Data for review »
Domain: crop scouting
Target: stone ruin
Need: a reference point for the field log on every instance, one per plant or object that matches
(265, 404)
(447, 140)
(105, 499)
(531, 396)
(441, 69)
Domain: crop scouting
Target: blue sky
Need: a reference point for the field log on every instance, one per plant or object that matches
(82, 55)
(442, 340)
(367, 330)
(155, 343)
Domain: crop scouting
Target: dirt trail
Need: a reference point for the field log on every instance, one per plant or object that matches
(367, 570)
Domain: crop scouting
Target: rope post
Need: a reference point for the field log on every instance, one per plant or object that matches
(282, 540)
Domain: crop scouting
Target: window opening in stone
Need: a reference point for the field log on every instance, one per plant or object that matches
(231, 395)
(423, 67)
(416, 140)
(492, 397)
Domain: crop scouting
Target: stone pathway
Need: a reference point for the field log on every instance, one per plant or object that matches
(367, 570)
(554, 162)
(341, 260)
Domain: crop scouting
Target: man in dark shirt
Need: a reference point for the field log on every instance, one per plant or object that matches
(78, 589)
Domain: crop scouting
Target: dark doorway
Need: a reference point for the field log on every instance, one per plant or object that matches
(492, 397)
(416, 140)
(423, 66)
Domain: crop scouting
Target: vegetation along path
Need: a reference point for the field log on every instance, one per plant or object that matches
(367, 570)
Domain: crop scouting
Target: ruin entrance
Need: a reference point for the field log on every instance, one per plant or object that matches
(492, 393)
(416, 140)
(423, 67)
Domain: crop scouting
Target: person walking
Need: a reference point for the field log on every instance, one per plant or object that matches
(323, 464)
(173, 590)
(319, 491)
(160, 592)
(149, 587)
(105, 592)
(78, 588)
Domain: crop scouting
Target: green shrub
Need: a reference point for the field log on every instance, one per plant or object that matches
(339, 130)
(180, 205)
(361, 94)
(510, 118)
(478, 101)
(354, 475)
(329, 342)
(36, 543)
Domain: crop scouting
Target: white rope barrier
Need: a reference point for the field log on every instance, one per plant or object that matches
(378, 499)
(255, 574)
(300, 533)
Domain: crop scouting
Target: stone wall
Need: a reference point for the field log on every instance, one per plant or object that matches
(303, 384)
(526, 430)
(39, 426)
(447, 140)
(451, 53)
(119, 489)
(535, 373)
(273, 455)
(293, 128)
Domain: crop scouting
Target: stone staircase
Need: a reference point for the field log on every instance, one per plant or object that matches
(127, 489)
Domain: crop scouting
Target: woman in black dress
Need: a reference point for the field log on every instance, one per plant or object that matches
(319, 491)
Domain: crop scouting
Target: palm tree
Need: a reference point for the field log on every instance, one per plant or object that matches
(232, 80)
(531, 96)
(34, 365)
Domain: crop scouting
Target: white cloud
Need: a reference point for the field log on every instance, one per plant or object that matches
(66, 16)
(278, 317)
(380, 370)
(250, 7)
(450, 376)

Activity »
Exactly and exclusively, repeat the lines from the line that contains "Target: palm tree" through the end of the records, both ends included.

Written response »
Target: palm tree
Need: a reference point for the field log on every instance, one per plant or object that matches
(232, 80)
(531, 96)
(34, 365)
Domain: crop scouting
Target: white cloud
Need: a reference point for the field log on every instance, one per plant or object that matches
(66, 16)
(278, 317)
(380, 370)
(250, 7)
(450, 376)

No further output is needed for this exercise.